**DESCRIPTION OF THE TASK:**
Transcribe the passage on freezing tolerance in olive cultivars from "Changes in LT₅₀" up to and including "and NA stages.".

**SOURCE PASSAGE:**
▽

FT was indicated as LT₅₀ of 11 olive cultivars by plotting all the conductivity data against temperature (Fig. 2). The results showed that FT of all studied cultivars increased significantly during CA stage (winter, mean of LT₅₀ was −11.89 °C), in compared to NA stage (summer, mean of LT₅₀ was −6.97 °C). At CA stage, the most FT was found with Fishomi (LT₅₀ −13.4 °C), Mission (LT₅₀ −13.2 °C) and Shengeh (LT₅₀ −13 °C) cultivars, respectively, whereas Zard (LT₅₀ −9.8 °C), Manzanilla (LT₅₀ −10.6 °C) and Amigdalolia (LT₅₀ −10.8 °C) were found to be the most sensitive cultivars respectively (Fig. 2). Leccino, Arbequina, Coratina, Roghani and Mari have shown moderate tolerance. Similarly, during the NA stage, Fishomi (LT₅₀ −8.2 °C), Mission (LT₅₀ −8.1 °C) and Shengeh (LT₅₀ −8 °C) were the most freezing resistant, respectively, whereas Amigdalolia (LT₅₀ −5.9 °C), Zard (LT₅₀ −6 °C), and Manzanilla (LT₅₀ −6.4 °C) were the most sensitive cultivars, respectively.

Fig. 2

Changes in LT₅₀ of 11 olive cultivars (Fis Fishomi, Mis Mission, She Shengeh, Lec Leccino, Cor Coratina, Arb Arbequina, Rog Roughani, Man Manzanilla, Ami Amigdalolia, Mar Mari, Zar Zard) during cold (CA) and non (NA) Acclimation. Vertical bars indicate standard errors from means (n = 3). Values with different letters are significantly different, as determined by the LSD test (p ≤ 0.05)

Antioxidant enzymes activity

The enzymatic activities of SOD, POD, APX, CAT, PPO and PAL in leaves of the 11 olive cultivars were measured under CA and NA stages.

△

**INFORMATION:**
▽

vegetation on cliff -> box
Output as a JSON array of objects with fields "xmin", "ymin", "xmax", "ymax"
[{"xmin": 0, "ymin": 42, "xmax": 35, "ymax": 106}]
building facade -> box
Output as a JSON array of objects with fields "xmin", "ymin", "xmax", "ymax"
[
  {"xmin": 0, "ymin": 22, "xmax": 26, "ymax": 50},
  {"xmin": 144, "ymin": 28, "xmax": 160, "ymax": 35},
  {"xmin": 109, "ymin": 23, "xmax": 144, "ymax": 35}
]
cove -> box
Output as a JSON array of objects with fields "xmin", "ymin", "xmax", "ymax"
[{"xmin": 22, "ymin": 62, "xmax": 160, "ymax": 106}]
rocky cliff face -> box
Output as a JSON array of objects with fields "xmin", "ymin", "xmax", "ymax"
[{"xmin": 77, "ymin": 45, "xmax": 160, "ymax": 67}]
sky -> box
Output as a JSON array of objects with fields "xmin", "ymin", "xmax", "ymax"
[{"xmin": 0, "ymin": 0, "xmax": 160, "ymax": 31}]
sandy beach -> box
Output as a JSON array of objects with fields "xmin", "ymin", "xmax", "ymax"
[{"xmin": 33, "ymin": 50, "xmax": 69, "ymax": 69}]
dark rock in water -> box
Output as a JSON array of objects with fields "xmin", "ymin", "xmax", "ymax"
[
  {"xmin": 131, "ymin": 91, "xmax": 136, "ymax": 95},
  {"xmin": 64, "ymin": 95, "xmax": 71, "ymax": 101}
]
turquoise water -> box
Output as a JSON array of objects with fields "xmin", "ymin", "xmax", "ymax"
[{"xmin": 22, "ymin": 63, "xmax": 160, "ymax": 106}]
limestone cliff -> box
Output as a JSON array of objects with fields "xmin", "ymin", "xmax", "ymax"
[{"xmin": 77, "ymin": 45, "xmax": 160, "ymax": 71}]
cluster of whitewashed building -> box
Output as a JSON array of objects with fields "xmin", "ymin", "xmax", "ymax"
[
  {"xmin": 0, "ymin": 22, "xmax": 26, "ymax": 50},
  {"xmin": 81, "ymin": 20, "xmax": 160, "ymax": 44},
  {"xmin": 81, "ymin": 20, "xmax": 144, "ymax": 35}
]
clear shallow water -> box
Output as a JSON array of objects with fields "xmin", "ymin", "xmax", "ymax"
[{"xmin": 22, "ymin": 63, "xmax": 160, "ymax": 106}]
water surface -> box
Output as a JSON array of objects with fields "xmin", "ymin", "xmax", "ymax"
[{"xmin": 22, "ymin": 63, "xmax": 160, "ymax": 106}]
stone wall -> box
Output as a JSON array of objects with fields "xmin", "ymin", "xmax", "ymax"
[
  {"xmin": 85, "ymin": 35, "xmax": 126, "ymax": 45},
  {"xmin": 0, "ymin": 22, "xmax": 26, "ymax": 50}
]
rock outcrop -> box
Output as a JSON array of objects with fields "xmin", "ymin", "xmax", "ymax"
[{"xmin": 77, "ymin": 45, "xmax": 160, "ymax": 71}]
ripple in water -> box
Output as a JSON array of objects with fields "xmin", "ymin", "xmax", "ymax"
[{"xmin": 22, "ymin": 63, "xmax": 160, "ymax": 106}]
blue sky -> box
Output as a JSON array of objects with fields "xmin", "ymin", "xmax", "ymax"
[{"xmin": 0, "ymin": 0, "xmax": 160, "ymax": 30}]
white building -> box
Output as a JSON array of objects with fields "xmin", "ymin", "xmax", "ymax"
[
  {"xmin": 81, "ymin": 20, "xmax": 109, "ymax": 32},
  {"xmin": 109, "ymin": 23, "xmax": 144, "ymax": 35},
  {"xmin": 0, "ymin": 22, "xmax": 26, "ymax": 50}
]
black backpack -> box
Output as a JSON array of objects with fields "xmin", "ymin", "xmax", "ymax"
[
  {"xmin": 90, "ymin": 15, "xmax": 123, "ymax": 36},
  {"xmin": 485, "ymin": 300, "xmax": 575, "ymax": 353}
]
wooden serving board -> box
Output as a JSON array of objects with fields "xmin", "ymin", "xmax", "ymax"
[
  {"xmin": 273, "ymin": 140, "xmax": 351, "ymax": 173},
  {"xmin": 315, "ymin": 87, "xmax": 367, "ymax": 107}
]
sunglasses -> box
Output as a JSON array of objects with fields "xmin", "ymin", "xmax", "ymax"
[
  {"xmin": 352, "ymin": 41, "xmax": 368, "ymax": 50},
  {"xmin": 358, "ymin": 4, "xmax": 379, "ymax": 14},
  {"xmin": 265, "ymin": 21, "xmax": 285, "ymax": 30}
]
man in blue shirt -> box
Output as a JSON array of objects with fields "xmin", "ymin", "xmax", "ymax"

△

**ANSWER TO THE EXERCISE:**
Changes in LT₅₀ of 11 olive cultivars (Fis Fishomi, Mis Mission, She Shengeh, Lec Leccino, Cor Coratina, Arb Arbequina, Rog Roughani, Man Manzanilla, Ami Amigdalolia, Mar Mari, Zar Zard) during cold (CA) and non (NA) Acclimation. Vertical bars indicate standard errors from means (n = 3). Values with different letters are significantly different, as determined by the LSD test (p ≤ 0.05)

Antioxidant enzymes activity

The enzymatic activities of SOD, POD, APX, CAT, PPO and PAL in leaves of the 11 olive cultivars were measured under CA and NA stages.